§ Given problem:
Answer these questions from the passage about Griles below.
1. In what year did Congress set aside the National Petroleum Reserve—Alaska?
2. At what age did Griles's father die?
3. Which Virginia senator reportedly put in a good word for Griles's 1981 nomination?

Most Americans know that last April the Bush administration came within four votes of opening the 19-million-acre Arctic National Wildlife Refuge (anwr) to drilling after two decades of bitter debate. Because it’s a refuge, anwr is governed by Fish and Wildlife at Interior, so it’s within Griles’s domain. Fewer know that Alaska also contains the nearly untouched 23.5-million-acre National Petroleum Reserve—Alaska (N.P.R.—A.), which was set aside by Congress in 1923 for future emergency use only. When anwr was established by President Jimmy Carter in 1980, a compromise allowed Congress to review its status in the future; that’s why it’s stirred high-profile brawls ever since. But the N.P.R.—A. is B.L.M. land, so no such fight is needed. And because it’s B.L.M. land, it, too, is within Griles’s domain.
All told, the B.L.M. is proposing to lease more than nine million acres for oil exploration in Alaska in the next few years—all of it outside anwr. “Industry’s top request is for us to keep sales on a predictable schedule and provide them ample time for planning,” Griles told an Alaskan audience last fall. “We are committed to do this.”
As Mr. Inside, Griles does far fewer press events than Norton, but this morning he’s scheduled to paddle a canoe with inner-city kids on Washington, D.C.’s Anacostia River and look in on a new-park ceremony. Like Norton, he uses a private elevator that goes from the sixth floor down to the parking garage, where a car and driver are waiting.
Griles is a short distance and a long way from the town of Clover in Southside, Virginia, where his father worked as a small-time tobacco farmer. But this outing reminds him that his father took an interest in children with disabilities—“took them fishing, put them in boats, things like that”—during the six months of the year when he wasn’t working. Griles did a lot of fishing with his father, too, and a lot of hunting and horseback riding, until his father’s untimely death at 51 from emphysema. He still rides whenever he can, and rafts canyon rivers.
Griles started working for the state right after college, monitoring the coal industry. “I was the guy who kept insisting that the laws of the state of Virginia be changed to increase the environmental controls,” he says, but that’s not how some others remember him.
“I found Steve to be extremely pro-industry,” recalls Frank Kilgore, a lawyer who worked in the 1970s for mining reform. “No matter what evidence you showed him about people having their houses blown apart, or rocks through the roof, or private cemeteries or water supplies destroyed by stripping, it didn’t seem to make any impression on him.… He was always pretty up-front that he was an industry man—and get out of the way.”
When reform came with a federal surface-mining act in 1977, which finally set pollution standards and forced companies to restore ravaged land, Virginia fought it up to the Supreme Court. A decision was still pending in 1981 when Griles was nominated, reportedly with a good word from Virginia senator John Warner, to join the Reagan administration as deputy director at the newly formed Office of Surface Mining (O.S.M.) in James Watt’s Interior Department. Griles says he came with a mission to make “cookie-cutter rules” more flexible. But several ex-colleagues say his mission was to do whatever he could to defang the O.S.M. on behalf of his home state.

§ Point placement records:
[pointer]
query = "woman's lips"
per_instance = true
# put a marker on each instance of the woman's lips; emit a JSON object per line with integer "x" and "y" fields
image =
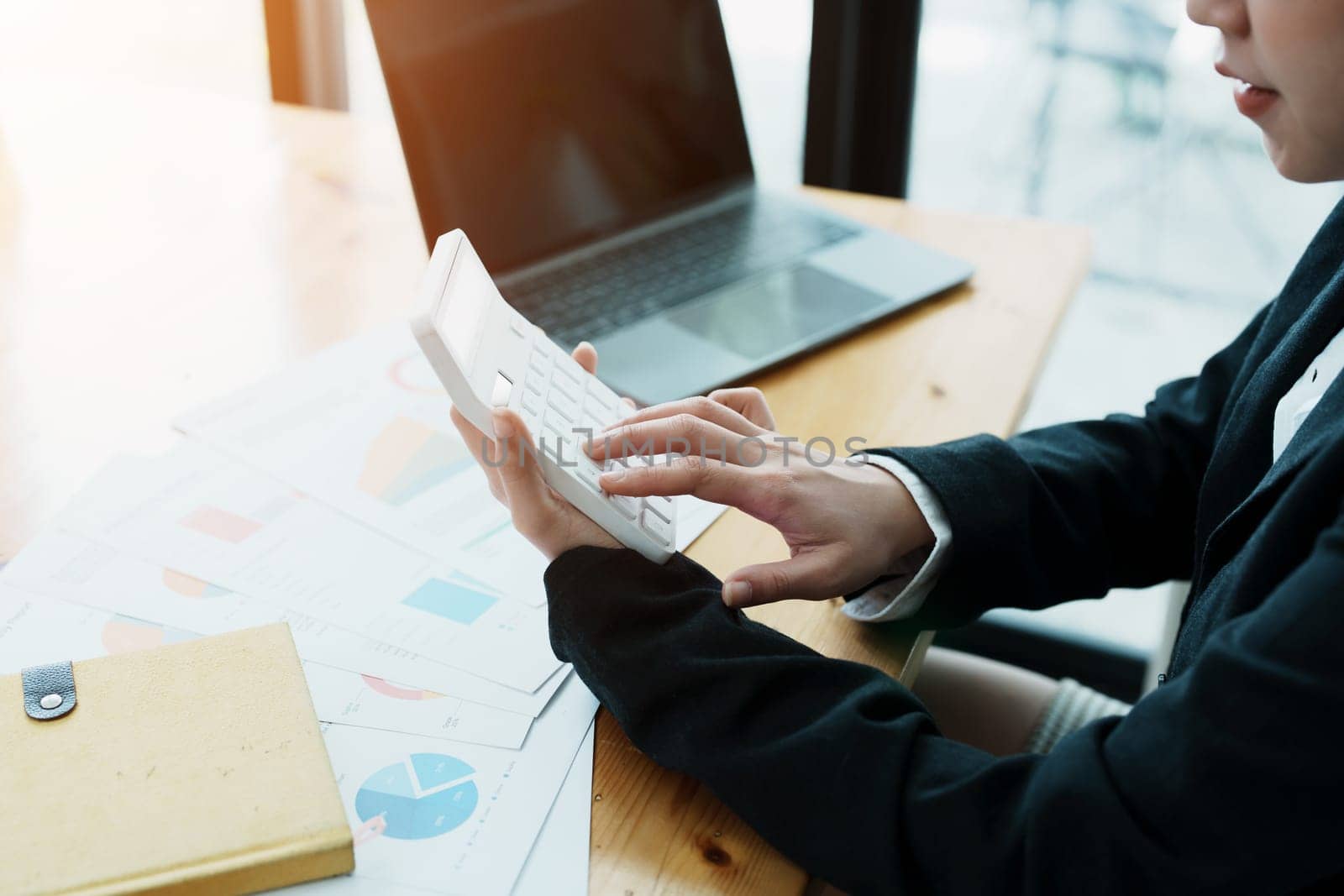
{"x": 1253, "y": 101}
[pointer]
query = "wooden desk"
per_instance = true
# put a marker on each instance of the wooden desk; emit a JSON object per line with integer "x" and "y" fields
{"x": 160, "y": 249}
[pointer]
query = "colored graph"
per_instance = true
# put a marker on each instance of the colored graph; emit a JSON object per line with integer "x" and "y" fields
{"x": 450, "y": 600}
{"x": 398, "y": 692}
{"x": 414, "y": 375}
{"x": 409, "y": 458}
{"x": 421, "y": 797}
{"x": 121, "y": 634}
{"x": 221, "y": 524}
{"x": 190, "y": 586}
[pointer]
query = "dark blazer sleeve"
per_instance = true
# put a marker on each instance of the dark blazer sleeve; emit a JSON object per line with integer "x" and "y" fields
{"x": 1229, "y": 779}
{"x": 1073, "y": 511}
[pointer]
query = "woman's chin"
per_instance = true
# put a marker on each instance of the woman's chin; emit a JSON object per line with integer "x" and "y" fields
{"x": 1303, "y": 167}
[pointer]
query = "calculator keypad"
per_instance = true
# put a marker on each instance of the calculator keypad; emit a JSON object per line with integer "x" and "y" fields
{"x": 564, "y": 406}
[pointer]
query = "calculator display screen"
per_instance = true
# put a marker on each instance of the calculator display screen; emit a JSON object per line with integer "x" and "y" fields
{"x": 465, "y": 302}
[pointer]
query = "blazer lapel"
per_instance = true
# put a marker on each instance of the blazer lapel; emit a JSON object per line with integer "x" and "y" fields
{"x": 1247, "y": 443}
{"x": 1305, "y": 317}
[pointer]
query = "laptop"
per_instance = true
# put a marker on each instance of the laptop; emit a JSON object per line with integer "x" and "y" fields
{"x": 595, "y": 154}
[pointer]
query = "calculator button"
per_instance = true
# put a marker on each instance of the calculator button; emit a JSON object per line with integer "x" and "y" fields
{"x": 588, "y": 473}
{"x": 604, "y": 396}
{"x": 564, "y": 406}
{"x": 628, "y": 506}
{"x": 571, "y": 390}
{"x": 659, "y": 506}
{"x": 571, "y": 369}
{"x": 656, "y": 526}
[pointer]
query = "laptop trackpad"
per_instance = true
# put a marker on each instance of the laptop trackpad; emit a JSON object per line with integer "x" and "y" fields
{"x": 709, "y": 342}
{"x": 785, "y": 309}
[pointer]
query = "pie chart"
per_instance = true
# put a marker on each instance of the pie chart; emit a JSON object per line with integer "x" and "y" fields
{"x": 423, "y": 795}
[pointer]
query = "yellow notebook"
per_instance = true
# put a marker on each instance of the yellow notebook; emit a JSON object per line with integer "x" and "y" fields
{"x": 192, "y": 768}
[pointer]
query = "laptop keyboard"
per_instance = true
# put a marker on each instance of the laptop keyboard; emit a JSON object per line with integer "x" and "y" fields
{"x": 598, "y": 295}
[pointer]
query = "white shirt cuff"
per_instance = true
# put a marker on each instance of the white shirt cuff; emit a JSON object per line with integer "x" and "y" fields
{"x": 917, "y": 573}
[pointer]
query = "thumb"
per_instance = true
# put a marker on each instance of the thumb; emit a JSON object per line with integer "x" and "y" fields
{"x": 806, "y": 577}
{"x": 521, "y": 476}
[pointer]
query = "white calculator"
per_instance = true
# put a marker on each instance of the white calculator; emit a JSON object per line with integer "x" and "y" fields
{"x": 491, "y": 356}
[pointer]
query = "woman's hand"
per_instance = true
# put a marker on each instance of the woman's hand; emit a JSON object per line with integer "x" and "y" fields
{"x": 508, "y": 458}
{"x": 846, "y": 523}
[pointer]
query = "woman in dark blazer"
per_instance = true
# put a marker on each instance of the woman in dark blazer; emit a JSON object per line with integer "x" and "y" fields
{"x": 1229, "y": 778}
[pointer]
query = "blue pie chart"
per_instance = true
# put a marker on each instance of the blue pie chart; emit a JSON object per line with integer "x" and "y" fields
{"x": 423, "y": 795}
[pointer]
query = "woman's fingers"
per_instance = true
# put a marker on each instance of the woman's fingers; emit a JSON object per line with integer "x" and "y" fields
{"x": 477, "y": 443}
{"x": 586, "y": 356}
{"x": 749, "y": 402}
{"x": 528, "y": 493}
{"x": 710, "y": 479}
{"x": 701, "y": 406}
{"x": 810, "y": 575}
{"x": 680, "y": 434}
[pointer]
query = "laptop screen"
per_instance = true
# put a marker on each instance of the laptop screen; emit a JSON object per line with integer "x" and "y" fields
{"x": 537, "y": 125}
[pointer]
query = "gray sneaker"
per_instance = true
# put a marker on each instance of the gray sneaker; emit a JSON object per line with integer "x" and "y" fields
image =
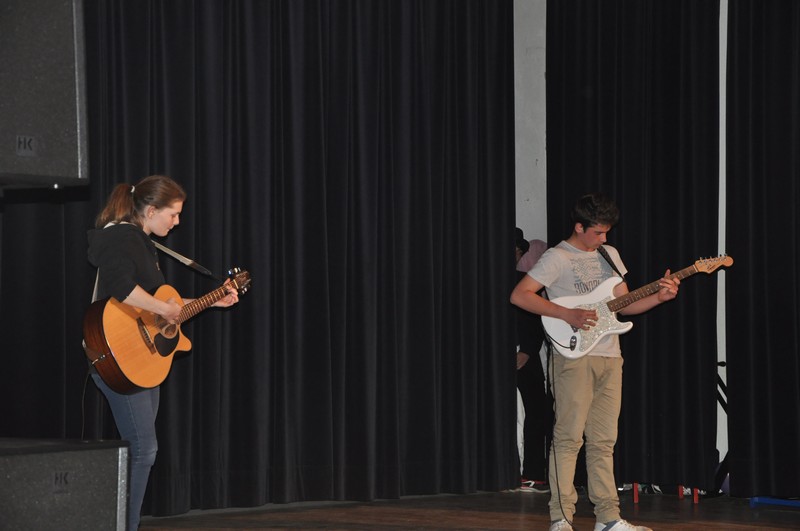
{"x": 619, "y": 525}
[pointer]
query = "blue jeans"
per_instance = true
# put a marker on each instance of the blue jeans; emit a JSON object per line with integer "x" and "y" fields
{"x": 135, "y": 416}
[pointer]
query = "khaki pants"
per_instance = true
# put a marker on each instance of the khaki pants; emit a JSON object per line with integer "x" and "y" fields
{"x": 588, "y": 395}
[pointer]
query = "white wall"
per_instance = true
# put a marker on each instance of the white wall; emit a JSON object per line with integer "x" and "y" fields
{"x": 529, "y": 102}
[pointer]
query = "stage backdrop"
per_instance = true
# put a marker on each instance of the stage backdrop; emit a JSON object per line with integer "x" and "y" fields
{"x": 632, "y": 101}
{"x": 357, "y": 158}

§ Written solution:
1. 1923
2. 51
3. John Warner